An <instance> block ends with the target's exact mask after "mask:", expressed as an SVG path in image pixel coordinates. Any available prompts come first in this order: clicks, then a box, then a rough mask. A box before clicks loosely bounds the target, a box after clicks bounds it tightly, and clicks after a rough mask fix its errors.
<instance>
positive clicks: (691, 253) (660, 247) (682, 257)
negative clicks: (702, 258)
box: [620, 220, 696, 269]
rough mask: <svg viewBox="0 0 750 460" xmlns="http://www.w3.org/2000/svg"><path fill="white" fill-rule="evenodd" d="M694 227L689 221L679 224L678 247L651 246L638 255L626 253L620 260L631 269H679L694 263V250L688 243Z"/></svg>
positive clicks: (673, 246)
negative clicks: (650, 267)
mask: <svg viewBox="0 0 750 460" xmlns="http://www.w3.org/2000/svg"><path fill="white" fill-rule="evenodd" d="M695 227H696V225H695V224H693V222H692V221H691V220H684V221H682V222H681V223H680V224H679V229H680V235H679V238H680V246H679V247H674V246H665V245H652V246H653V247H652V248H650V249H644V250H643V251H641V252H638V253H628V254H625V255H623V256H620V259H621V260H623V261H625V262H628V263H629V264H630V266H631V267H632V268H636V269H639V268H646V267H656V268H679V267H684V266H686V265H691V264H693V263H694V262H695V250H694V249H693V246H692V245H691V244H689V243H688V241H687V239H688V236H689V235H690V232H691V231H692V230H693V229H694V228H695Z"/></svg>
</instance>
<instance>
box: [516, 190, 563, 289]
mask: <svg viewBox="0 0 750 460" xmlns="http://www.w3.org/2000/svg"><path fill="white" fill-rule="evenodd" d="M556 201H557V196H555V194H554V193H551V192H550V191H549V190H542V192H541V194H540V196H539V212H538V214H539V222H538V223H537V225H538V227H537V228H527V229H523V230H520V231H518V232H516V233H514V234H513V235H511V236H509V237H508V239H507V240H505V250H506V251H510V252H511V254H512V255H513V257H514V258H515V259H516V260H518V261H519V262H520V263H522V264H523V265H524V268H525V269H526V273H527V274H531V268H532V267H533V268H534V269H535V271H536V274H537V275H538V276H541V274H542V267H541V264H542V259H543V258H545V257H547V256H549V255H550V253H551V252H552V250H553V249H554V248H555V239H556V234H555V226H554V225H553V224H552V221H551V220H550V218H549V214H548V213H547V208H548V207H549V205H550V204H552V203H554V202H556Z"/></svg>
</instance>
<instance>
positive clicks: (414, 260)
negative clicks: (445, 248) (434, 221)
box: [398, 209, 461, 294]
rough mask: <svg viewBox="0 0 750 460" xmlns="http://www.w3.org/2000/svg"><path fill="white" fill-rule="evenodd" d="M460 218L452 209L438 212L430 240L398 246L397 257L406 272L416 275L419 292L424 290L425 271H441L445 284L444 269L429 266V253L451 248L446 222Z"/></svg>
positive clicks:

──────────

| Action item |
When you reach the end of the listing, print it again in full, exactly as given.

| Solution for this task |
An <instance> block ends with the target's exact mask after "mask:", expressed as an SVG path in image pixel coordinates. Any available prompts come first in this order: clicks, then a box, then a rough mask. A box before clicks loosely bounds the target, a box after clicks bounds it tightly, and clicks after a rough mask fix its errors.
<instance>
positive clicks: (691, 253) (660, 247) (682, 257)
negative clicks: (702, 258)
box: [620, 220, 696, 269]
rough mask: <svg viewBox="0 0 750 460" xmlns="http://www.w3.org/2000/svg"><path fill="white" fill-rule="evenodd" d="M694 227L689 221L679 224L678 247L651 246L638 255L626 253L620 260L631 269H679L694 263V250L688 243Z"/></svg>
positive clicks: (673, 246)
negative clicks: (650, 267)
mask: <svg viewBox="0 0 750 460" xmlns="http://www.w3.org/2000/svg"><path fill="white" fill-rule="evenodd" d="M695 227H696V225H695V224H693V222H692V221H691V220H684V221H682V222H681V223H680V224H679V229H680V235H679V238H680V246H679V247H674V246H665V245H652V246H653V247H652V248H650V249H644V250H643V251H641V252H638V253H628V254H625V255H623V256H620V259H621V260H623V261H625V262H628V263H629V264H630V266H631V267H632V268H636V269H639V268H646V267H656V268H679V267H684V266H686V265H691V264H693V263H694V262H695V250H694V249H693V246H692V245H691V244H689V243H688V241H687V239H688V236H689V235H690V232H691V231H692V230H693V229H694V228H695Z"/></svg>
</instance>
<instance>
box: [516, 190, 563, 289]
mask: <svg viewBox="0 0 750 460" xmlns="http://www.w3.org/2000/svg"><path fill="white" fill-rule="evenodd" d="M556 201H557V196H555V194H554V193H551V192H550V191H549V190H542V192H541V194H540V196H539V212H538V214H539V222H538V223H537V225H538V227H537V228H527V229H523V230H520V231H518V232H516V233H514V234H513V235H511V236H509V237H508V239H507V240H505V250H506V251H510V252H511V254H512V255H513V257H514V258H515V259H516V260H518V261H519V262H520V263H522V264H523V265H524V268H525V269H526V273H527V274H531V268H532V267H533V268H534V269H535V271H536V274H537V275H538V276H541V274H542V267H541V264H542V259H543V258H545V257H547V256H549V255H550V253H551V252H552V250H553V249H554V248H555V239H556V234H555V226H554V225H553V224H552V221H551V220H550V218H549V214H548V213H547V208H548V207H549V205H550V204H552V203H554V202H556Z"/></svg>
</instance>
<instance>
positive clicks: (414, 260)
negative clicks: (445, 248) (434, 221)
box: [398, 209, 461, 294]
rough mask: <svg viewBox="0 0 750 460" xmlns="http://www.w3.org/2000/svg"><path fill="white" fill-rule="evenodd" d="M460 218L452 209L438 212L430 240L398 246L397 257L406 272L416 275L419 292L424 290L425 271H441L445 284L444 269L429 266V253L451 248L446 222Z"/></svg>
positive clicks:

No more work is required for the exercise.